- **EXERCISES**:
(a) Write out the hydrodynamics text word for word, starting at "A real marine" and ending at "it's faulty theory.".
(b) In the hydrodynamics text, where was the wave flume video recorded?

HYDRODYNAMICS
— ESSENTIAL TO UNDERSTANDING GEOTECHNICAL BEHAVIOUR —
Finding the need . . .
A real marine construction challenge is to build dry land above the waves simply by dumping dredged sand onto the ocean floor. Experience shows that this procedure results in the sand forming a very flat (~ 3°) underwater cone; the fill is weak, and unreliable. So this method cannot be contemplated at present for important permanent structures like earthdams, causeways, or breakwaters. Hodge wanted to solve this problem. And this, his desire, lead to exposing the shortcomings in geotechnical theory - it's lack of computational utility and it's faulty theory.
The faults in current geotechnical engineering theory have their origin in the academic separation of Soil Mechanics and Fluid Mechanics into discrete disciplines of Civil Engineering. Basically, all that was necessary for Hodge to do was to reintegrate these sister-disciplines. In consequence, it became possible to move ahead with honest conviction. The following discussion of saturated soil-structure behaviour under dynamic/pulsating loading is recounted here as an example of how the application of Fluid Mechanic principles can facilitate Soil Mechanics appreciation.
Wave Flume Modeling
This video record was taken through the glass wall of the wave flume during our hydraulic model testing at the NRC laboratory in Ottawa. Here you are watching the liquefaction failure of a submerged sand embankment and its subsequent recovery of stability, albeit at a lower elevation and side slopes.

- **DATASET ENTRIES**:
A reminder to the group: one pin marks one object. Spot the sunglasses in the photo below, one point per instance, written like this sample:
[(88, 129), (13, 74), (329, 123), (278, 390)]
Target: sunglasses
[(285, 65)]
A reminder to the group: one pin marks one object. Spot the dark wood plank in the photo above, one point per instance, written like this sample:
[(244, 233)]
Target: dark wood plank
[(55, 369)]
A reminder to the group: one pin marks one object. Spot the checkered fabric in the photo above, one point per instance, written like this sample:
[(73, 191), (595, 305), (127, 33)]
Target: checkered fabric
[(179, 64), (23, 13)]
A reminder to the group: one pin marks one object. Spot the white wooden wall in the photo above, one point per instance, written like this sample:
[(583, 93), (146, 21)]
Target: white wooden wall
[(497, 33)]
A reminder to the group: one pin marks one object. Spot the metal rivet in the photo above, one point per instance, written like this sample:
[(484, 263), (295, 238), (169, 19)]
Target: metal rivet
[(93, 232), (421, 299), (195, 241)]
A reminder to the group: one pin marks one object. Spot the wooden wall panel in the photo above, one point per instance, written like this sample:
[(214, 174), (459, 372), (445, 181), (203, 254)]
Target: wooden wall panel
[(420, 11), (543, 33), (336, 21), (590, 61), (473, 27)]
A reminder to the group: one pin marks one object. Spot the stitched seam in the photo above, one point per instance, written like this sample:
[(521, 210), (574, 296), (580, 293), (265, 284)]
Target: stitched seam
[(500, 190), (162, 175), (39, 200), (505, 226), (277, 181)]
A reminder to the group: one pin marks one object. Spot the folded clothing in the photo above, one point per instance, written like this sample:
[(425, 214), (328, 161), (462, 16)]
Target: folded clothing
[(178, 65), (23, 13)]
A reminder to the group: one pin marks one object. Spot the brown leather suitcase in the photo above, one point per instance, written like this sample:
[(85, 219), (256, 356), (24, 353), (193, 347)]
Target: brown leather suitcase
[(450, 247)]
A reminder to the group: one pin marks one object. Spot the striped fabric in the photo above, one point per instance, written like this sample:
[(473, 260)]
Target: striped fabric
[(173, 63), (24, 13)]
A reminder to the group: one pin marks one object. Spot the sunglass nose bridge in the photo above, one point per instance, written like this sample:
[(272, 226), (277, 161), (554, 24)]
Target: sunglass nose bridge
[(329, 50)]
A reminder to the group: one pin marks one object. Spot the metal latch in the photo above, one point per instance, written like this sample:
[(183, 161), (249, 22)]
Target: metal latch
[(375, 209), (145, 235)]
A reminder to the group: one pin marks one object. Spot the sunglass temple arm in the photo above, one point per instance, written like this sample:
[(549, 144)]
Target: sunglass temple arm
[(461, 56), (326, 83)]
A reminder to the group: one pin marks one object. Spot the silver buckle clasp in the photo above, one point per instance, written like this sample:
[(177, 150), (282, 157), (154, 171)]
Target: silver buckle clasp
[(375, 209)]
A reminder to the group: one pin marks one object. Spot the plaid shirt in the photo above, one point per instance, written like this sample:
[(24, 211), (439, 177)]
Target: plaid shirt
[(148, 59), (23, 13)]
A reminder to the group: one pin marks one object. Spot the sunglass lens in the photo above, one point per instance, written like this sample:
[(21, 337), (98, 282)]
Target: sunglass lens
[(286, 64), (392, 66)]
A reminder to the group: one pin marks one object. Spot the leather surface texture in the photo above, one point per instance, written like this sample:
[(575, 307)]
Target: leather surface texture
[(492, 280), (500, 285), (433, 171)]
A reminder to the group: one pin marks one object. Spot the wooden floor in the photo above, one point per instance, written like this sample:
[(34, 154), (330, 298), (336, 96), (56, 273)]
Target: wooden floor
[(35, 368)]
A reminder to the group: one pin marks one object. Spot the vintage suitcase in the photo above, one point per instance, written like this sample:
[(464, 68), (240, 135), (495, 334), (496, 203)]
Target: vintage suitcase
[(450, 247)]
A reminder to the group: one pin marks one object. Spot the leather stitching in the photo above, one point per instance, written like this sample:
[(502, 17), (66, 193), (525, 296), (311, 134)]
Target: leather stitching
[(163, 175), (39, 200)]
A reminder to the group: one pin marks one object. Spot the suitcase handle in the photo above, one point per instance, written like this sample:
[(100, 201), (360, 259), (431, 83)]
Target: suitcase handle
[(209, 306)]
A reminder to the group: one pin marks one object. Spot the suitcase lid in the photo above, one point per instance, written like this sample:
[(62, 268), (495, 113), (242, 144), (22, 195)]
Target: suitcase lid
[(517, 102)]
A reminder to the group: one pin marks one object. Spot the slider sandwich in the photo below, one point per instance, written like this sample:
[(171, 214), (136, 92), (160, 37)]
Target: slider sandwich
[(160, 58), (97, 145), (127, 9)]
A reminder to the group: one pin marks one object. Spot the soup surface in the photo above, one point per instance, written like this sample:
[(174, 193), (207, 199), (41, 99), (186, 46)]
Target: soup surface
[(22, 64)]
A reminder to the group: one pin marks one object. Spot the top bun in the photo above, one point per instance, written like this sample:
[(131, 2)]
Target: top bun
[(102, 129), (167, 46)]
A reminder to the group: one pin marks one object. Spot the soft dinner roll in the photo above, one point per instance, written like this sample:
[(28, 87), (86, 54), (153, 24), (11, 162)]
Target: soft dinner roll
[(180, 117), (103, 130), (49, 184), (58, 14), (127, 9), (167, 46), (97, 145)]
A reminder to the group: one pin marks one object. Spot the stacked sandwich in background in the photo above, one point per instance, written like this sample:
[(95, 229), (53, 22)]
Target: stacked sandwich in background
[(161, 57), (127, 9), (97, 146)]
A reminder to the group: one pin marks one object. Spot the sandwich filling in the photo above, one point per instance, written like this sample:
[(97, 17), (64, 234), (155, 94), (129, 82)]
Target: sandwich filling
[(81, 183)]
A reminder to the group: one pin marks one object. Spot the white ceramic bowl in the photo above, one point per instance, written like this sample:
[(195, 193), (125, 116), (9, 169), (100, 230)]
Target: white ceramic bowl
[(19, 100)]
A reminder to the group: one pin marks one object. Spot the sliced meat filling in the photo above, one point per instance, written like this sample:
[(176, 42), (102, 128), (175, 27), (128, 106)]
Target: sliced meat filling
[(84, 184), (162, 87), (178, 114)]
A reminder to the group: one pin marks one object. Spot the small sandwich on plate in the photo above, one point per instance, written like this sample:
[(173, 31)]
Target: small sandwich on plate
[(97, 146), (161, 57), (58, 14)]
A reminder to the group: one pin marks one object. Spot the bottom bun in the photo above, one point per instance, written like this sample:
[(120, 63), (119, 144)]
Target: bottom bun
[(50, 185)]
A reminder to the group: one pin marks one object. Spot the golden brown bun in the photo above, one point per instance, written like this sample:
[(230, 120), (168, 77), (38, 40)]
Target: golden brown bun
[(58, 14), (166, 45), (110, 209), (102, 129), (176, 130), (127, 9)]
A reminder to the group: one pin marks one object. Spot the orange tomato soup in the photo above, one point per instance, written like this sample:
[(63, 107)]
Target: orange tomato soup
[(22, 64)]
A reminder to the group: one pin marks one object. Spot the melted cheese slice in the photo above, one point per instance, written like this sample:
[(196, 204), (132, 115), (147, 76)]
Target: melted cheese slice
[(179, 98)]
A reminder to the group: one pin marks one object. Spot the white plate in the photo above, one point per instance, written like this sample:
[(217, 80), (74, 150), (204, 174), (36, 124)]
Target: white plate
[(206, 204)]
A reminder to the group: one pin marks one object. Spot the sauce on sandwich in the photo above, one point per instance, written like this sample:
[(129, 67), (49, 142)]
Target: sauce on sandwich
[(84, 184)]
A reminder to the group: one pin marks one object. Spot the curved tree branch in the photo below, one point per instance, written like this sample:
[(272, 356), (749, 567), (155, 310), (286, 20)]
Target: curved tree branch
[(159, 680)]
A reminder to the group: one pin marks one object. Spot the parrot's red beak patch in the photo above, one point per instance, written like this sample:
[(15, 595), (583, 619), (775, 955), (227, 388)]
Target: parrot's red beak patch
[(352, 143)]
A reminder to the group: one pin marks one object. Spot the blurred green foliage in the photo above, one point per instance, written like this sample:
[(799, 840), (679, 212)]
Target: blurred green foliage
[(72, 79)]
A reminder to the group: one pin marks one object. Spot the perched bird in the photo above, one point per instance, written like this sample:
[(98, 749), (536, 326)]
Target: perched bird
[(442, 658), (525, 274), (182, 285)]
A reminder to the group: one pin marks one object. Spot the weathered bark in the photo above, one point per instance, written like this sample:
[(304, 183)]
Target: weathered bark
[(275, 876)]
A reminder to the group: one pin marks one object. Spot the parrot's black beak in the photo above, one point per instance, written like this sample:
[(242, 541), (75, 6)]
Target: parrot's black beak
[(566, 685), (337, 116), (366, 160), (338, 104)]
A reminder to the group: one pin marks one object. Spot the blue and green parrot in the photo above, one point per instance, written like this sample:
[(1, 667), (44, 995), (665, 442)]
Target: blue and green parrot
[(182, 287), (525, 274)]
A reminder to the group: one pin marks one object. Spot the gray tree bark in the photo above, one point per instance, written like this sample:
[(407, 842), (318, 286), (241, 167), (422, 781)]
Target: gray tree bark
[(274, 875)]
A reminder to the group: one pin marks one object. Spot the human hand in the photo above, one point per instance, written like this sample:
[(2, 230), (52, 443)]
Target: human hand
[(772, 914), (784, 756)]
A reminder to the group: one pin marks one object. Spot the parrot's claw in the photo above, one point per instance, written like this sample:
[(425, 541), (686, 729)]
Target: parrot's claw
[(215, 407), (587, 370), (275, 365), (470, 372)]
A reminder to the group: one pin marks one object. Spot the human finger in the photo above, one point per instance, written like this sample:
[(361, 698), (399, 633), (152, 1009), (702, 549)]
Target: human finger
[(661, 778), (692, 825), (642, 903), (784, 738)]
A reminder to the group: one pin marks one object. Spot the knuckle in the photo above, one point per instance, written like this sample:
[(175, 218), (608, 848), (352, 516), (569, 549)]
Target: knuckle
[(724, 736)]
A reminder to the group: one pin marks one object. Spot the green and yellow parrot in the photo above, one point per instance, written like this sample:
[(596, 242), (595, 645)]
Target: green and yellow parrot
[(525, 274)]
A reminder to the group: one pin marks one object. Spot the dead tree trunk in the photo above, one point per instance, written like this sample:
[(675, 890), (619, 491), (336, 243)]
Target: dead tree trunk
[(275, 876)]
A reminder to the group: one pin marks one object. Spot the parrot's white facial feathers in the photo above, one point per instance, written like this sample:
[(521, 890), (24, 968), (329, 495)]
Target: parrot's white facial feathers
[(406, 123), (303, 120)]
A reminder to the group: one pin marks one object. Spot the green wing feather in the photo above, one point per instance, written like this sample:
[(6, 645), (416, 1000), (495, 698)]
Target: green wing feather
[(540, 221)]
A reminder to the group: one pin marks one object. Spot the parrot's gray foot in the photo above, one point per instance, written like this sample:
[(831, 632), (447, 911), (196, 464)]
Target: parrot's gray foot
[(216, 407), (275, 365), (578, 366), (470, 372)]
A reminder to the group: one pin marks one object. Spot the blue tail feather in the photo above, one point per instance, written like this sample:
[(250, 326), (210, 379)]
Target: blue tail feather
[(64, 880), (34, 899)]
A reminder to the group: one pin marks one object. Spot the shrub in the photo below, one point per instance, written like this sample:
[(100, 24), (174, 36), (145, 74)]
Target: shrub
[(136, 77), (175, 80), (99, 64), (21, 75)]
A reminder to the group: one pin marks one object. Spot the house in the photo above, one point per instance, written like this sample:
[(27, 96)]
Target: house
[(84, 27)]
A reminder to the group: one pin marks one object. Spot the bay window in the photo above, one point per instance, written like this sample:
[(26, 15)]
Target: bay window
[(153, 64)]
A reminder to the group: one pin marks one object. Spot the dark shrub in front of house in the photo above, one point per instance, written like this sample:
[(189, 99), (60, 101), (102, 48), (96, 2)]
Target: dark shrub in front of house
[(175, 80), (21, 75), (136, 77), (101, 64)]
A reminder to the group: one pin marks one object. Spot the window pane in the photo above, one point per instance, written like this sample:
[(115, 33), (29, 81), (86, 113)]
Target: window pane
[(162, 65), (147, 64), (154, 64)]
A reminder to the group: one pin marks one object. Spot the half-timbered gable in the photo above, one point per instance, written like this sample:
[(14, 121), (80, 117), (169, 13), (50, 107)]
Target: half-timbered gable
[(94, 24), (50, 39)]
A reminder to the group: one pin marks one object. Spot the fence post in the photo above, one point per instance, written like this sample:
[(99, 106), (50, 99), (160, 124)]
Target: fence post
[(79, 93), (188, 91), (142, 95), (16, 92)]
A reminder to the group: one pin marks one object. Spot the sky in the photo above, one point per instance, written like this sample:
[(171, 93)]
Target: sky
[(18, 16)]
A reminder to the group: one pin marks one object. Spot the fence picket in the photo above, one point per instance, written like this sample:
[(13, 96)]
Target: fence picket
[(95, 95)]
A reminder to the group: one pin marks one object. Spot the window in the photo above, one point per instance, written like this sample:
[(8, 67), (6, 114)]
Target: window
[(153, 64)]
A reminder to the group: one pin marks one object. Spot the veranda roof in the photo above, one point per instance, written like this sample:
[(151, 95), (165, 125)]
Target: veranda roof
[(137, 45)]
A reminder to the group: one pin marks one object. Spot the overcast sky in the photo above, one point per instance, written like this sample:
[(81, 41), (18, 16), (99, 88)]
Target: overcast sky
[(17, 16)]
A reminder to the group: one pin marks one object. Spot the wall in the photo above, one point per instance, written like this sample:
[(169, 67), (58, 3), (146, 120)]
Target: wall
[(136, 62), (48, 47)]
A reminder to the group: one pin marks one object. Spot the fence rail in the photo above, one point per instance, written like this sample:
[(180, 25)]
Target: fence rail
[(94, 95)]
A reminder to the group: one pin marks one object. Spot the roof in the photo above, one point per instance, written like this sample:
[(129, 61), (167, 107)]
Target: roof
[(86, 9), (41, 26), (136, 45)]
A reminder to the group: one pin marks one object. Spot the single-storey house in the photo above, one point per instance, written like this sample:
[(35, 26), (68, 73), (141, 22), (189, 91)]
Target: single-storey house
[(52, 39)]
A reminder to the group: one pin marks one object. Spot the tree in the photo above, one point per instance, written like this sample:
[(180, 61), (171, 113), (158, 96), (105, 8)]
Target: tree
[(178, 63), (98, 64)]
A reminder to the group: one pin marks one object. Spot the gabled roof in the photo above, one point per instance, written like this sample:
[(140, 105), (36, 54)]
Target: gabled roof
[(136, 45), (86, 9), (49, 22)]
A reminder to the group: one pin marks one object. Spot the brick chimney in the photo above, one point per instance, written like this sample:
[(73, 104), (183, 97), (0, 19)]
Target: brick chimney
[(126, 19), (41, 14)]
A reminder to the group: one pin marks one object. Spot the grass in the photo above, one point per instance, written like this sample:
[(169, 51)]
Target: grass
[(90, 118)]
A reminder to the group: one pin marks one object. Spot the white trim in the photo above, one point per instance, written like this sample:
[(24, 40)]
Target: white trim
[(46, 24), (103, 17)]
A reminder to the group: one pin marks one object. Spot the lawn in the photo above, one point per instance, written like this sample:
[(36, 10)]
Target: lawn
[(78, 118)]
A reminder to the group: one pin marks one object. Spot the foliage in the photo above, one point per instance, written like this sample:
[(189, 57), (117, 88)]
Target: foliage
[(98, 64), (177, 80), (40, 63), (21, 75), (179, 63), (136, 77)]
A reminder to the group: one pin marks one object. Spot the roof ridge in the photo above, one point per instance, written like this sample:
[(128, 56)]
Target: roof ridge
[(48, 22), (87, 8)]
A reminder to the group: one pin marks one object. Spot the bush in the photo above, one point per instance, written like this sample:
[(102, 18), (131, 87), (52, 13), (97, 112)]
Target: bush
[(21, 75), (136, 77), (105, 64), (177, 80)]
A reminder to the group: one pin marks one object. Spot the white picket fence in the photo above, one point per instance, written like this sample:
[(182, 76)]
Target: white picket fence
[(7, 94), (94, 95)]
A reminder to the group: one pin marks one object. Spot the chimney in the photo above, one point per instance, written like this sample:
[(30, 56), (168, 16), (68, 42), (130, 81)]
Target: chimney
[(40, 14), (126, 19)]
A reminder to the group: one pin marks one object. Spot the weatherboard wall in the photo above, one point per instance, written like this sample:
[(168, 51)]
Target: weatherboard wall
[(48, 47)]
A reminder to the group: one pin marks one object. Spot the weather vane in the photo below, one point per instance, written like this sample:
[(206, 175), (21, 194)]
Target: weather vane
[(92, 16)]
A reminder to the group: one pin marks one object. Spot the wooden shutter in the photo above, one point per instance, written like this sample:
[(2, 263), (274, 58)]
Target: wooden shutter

- **EXPECTED RESPONSES**:
(a)
A real marine construction challenge is to build dry land above the waves simply by dumping dredged sand onto the ocean floor. Experience shows that this procedure results in the sand forming a very flat (~ 3°) underwater cone; the fill is weak, and unreliable. So this method cannot be contemplated at present for important permanent structures like earthdams, causeways, or breakwaters. Hodge wanted to solve this problem. And this, his desire, lead to exposing the shortcomings in geotechnical theory - it's lack of computational utility and it's faulty theory.

(b) At the NRC laboratory in Ottawa.